======== Data supplied

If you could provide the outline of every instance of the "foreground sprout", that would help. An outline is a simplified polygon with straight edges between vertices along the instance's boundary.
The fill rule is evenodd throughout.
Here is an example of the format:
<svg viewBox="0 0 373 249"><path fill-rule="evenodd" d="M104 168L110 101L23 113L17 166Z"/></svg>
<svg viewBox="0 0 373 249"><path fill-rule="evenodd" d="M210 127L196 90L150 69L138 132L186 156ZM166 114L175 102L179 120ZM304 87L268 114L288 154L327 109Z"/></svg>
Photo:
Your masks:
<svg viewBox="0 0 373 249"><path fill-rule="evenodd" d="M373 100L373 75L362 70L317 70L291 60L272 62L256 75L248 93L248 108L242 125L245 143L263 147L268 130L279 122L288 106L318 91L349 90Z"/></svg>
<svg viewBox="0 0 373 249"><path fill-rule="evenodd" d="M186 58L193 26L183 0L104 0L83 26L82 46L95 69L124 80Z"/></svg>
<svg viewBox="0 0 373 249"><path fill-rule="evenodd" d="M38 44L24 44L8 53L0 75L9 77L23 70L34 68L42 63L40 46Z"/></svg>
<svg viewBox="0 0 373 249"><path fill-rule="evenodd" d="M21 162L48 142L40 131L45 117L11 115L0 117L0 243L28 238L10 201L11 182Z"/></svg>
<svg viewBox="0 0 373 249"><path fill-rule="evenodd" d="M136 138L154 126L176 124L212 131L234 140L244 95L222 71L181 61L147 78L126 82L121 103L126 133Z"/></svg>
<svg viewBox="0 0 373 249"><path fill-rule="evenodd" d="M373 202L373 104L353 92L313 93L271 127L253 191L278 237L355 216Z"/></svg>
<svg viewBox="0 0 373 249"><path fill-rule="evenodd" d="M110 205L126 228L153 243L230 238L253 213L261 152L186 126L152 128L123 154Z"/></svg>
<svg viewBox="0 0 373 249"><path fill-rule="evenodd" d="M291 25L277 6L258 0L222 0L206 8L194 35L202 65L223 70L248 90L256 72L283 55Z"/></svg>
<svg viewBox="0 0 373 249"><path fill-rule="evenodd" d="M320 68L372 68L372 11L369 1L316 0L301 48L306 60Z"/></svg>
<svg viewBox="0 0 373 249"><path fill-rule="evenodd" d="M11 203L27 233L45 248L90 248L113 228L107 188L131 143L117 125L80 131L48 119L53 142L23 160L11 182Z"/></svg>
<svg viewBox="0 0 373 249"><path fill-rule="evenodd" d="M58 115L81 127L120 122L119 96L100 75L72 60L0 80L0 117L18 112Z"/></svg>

================

## Task statement
Rewrite the items above with "foreground sprout" renamed to "front seedling", keeping every other part the same.

## Complete output
If you could provide the outline of every instance of the "front seedling", that would help. An outline is a simplified polygon with straight edges between vertices along the instance's boundary.
The fill rule is evenodd throughout.
Here is an example of the format:
<svg viewBox="0 0 373 249"><path fill-rule="evenodd" d="M104 168L110 101L23 113L17 166Z"/></svg>
<svg viewBox="0 0 373 249"><path fill-rule="evenodd" d="M210 127L196 90L150 69L138 132L186 156ZM166 114L175 102L179 120ZM304 87L268 114L288 154L327 109Z"/></svg>
Photo:
Your masks:
<svg viewBox="0 0 373 249"><path fill-rule="evenodd" d="M373 100L373 75L362 70L317 70L291 60L272 62L256 75L248 93L248 108L242 125L245 143L263 147L268 130L279 122L288 106L318 91L349 90Z"/></svg>
<svg viewBox="0 0 373 249"><path fill-rule="evenodd" d="M186 58L193 26L183 0L104 0L83 26L82 46L95 69L124 80Z"/></svg>
<svg viewBox="0 0 373 249"><path fill-rule="evenodd" d="M38 44L24 44L8 53L0 75L9 77L23 70L34 68L42 63L40 46Z"/></svg>
<svg viewBox="0 0 373 249"><path fill-rule="evenodd" d="M21 162L48 142L40 131L45 117L11 115L0 117L0 243L28 238L10 201L11 182Z"/></svg>
<svg viewBox="0 0 373 249"><path fill-rule="evenodd" d="M136 138L154 126L176 124L212 131L234 140L244 95L222 71L181 61L147 78L126 82L121 103L126 133Z"/></svg>
<svg viewBox="0 0 373 249"><path fill-rule="evenodd" d="M373 202L373 104L353 92L313 93L271 127L253 191L278 237L355 216Z"/></svg>
<svg viewBox="0 0 373 249"><path fill-rule="evenodd" d="M110 205L126 228L153 243L230 238L253 213L261 152L186 126L152 128L123 154Z"/></svg>
<svg viewBox="0 0 373 249"><path fill-rule="evenodd" d="M291 25L277 6L258 0L222 0L206 8L194 35L202 65L223 70L248 90L256 72L283 55Z"/></svg>
<svg viewBox="0 0 373 249"><path fill-rule="evenodd" d="M320 68L372 68L372 11L369 1L316 0L301 48L306 60Z"/></svg>
<svg viewBox="0 0 373 249"><path fill-rule="evenodd" d="M11 203L27 233L45 248L90 248L113 228L107 188L131 143L117 125L80 131L48 119L53 142L23 160L11 182Z"/></svg>
<svg viewBox="0 0 373 249"><path fill-rule="evenodd" d="M58 115L81 127L120 122L119 96L100 75L72 60L0 80L0 117L18 112Z"/></svg>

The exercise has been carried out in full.